PROBLEM: Reproduce every line of the records below word for word, omitting the pictures.

Picture shape labeling records:
★ ★ ★ ★

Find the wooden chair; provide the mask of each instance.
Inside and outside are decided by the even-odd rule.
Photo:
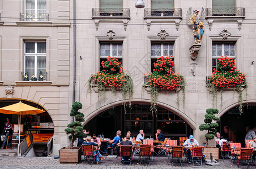
[[[148,162],[148,164],[150,164],[151,158],[152,155],[151,149],[151,146],[149,145],[142,144],[139,146],[139,161],[140,162],[140,166],[142,161],[147,161]]]
[[[183,144],[184,144],[184,142],[186,141],[186,140],[187,140],[187,139],[189,139],[189,137],[180,137],[180,145],[182,146]]]
[[[202,159],[203,158],[204,149],[204,146],[193,146],[192,147],[191,158],[193,166],[194,161],[199,161],[202,166]]]
[[[167,140],[167,144],[168,144],[169,148],[167,148],[166,149],[166,151],[167,153],[168,153],[168,154],[169,154],[171,152],[172,146],[177,145],[177,140]],[[169,154],[168,154],[168,157],[169,157]]]
[[[172,166],[173,166],[174,160],[177,160],[178,162],[180,162],[180,165],[181,166],[181,158],[183,157],[183,146],[177,145],[172,146],[170,153],[168,154],[168,159],[167,161],[171,161]]]
[[[129,162],[131,164],[133,160],[133,146],[121,145],[120,147],[120,161],[122,163]]]
[[[231,149],[227,145],[227,142],[223,141],[223,144],[222,145],[222,148],[220,151],[221,152],[221,157],[223,159],[224,159],[224,157],[225,157],[225,156],[224,156],[225,153],[228,154],[228,155],[227,156],[227,157],[228,158],[230,158],[229,153],[231,152]]]
[[[253,164],[253,149],[241,148],[240,156],[237,157],[238,163],[237,167],[239,167],[241,162],[244,162],[244,164],[247,164],[248,168],[250,163]],[[250,162],[251,161],[251,162]]]
[[[230,148],[232,148],[234,147],[235,148],[241,148],[241,143],[231,143]],[[240,151],[237,151],[235,150],[233,150],[231,149],[231,162],[233,161],[234,163],[234,161],[237,159],[237,156],[240,155]]]
[[[84,155],[84,164],[86,162],[89,163],[89,161],[92,162],[91,164],[95,162],[95,157],[98,154],[97,153],[94,154],[93,146],[92,145],[84,145],[83,144],[83,152]]]
[[[250,148],[250,142],[252,141],[253,140],[245,140],[245,148]]]

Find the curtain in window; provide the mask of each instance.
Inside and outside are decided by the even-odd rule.
[[[212,8],[234,8],[236,0],[212,0]]]
[[[151,0],[151,9],[173,9],[174,0]]]
[[[100,8],[101,9],[106,8],[122,8],[122,0],[100,0]]]

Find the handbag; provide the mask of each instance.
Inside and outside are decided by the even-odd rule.
[[[1,135],[1,141],[4,141],[5,140],[5,135]]]

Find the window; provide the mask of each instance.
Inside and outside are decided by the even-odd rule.
[[[25,42],[24,72],[27,72],[29,80],[33,75],[39,81],[40,81],[40,76],[41,79],[46,79],[46,46],[45,41]]]
[[[236,0],[212,0],[212,15],[236,15]]]
[[[174,0],[152,0],[151,16],[173,16]]]
[[[100,16],[122,16],[122,0],[100,0]]]
[[[174,43],[161,43],[161,42],[152,42],[151,43],[151,72],[154,69],[153,63],[156,61],[158,57],[167,55],[173,56]],[[172,69],[174,71],[174,67]]]
[[[23,17],[27,21],[43,21],[48,19],[46,0],[25,0]]]
[[[122,42],[101,42],[100,44],[100,70],[103,70],[103,61],[106,60],[108,56],[114,56],[121,63],[123,57],[123,44]]]
[[[212,72],[214,69],[217,69],[217,59],[221,56],[228,56],[229,57],[236,59],[234,42],[212,42]]]

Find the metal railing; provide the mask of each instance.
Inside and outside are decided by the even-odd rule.
[[[245,16],[244,8],[206,8],[207,16]]]
[[[21,21],[49,21],[49,14],[46,13],[20,13]]]
[[[92,8],[92,17],[130,17],[129,8]]]
[[[27,72],[24,73],[22,72],[22,78],[23,81],[47,81],[47,72],[40,72],[39,77],[36,77],[35,75],[29,75],[29,73]],[[33,78],[34,76],[36,78]]]
[[[144,9],[145,17],[168,17],[168,16],[178,16],[181,17],[182,9],[181,8],[173,8],[173,9]]]

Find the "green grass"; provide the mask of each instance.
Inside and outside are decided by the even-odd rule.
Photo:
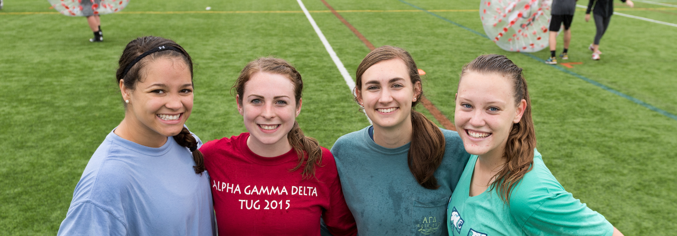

★ ★ ★ ★

SOLUTION TO THIS TASK:
Find the wooden chair; provide the mask of each instance.
Inside and outside are decided by the even-odd rule.
Photo:
[[[148,162],[148,164],[150,164],[151,158],[152,155],[151,149],[151,146],[149,145],[142,144],[139,146],[139,161],[140,162],[140,166],[142,161],[147,161]]]
[[[183,144],[184,144],[184,142],[186,141],[186,140],[187,140],[187,139],[189,139],[189,137],[180,137],[180,145],[182,146]]]
[[[202,159],[203,158],[204,149],[204,146],[193,146],[192,147],[191,158],[193,166],[194,161],[199,161],[202,166]]]
[[[167,140],[167,144],[168,144],[169,148],[167,148],[166,149],[166,151],[167,153],[168,153],[168,154],[169,154],[171,152],[172,146],[177,145],[177,140]],[[169,154],[168,154],[168,157],[169,157]]]
[[[172,166],[173,166],[174,160],[177,160],[178,162],[180,162],[180,165],[181,166],[181,158],[183,157],[183,146],[177,145],[172,146],[170,153],[168,154],[168,159],[167,161],[171,161]]]
[[[129,162],[131,164],[133,160],[133,146],[121,145],[120,147],[120,161],[122,163]]]
[[[231,149],[227,145],[227,142],[223,141],[223,144],[222,145],[222,148],[220,151],[221,152],[221,157],[223,159],[224,159],[224,157],[225,157],[225,156],[224,156],[225,153],[228,154],[228,155],[227,156],[227,157],[228,158],[230,158],[229,153],[231,152]]]
[[[253,164],[253,149],[241,148],[240,156],[237,157],[238,163],[237,167],[239,167],[241,162],[244,162],[244,164],[247,164],[248,168],[250,163]],[[250,162],[251,161],[251,162]]]
[[[230,148],[232,148],[234,147],[235,148],[241,148],[241,143],[231,143]],[[240,151],[237,151],[235,150],[233,150],[231,149],[231,162],[233,161],[234,163],[234,161],[237,159],[237,156],[240,155]]]
[[[84,155],[84,164],[86,162],[89,163],[89,161],[92,162],[91,164],[95,162],[95,157],[98,154],[97,153],[94,154],[93,146],[92,145],[84,145],[83,144],[83,152]]]
[[[250,148],[250,142],[252,141],[253,140],[245,140],[245,148]]]

Find the curtain in window; provide the mask of each instance.
Inside and outside are decided by the even-odd rule.
[[[212,8],[234,8],[236,0],[212,0]]]
[[[151,0],[151,9],[173,9],[174,0]]]
[[[100,8],[101,9],[106,8],[122,8],[122,0],[100,0]]]

Find the handbag; provide the mask of each instance.
Inside and outside are decided by the even-odd rule.
[[[1,135],[1,141],[4,141],[5,140],[5,135]]]

Find the window; provide the mask of each instance.
Inside and outside are decided by the even-odd rule.
[[[25,42],[24,72],[27,72],[29,80],[33,75],[39,81],[40,81],[40,76],[41,79],[46,79],[46,46],[45,41]]]
[[[236,0],[212,0],[212,15],[236,15]]]
[[[174,0],[152,0],[151,16],[173,16]]]
[[[100,16],[122,16],[122,0],[100,0]]]
[[[174,43],[161,43],[161,42],[152,42],[151,43],[151,72],[154,69],[153,63],[156,61],[158,57],[167,55],[173,56]],[[172,69],[174,71],[174,67]]]
[[[23,17],[27,21],[43,21],[48,19],[46,0],[25,0]]]
[[[122,42],[101,42],[100,44],[100,70],[103,70],[103,61],[106,60],[108,56],[114,56],[121,63],[123,57],[123,44]]]
[[[212,72],[214,69],[217,69],[217,59],[221,56],[228,56],[229,57],[236,59],[234,42],[212,42]]]

Find the metal railing; provide the mask of each instance.
Inside and outside are decided by the even-odd rule.
[[[245,16],[244,8],[206,8],[207,16]]]
[[[21,21],[49,21],[49,14],[46,13],[20,13]]]
[[[92,8],[92,17],[130,17],[129,8]]]
[[[27,72],[24,73],[22,72],[22,78],[23,81],[47,81],[47,72],[40,72],[39,77],[36,77],[35,75],[29,75],[29,73]],[[33,78],[34,76],[36,78]]]
[[[144,9],[145,17],[168,17],[168,16],[178,16],[181,17],[182,9],[181,8],[173,8],[173,9]]]

Find the "green grass"; provide the mask of each instance.
Inside and outside are decided by the even-odd rule.
Photo:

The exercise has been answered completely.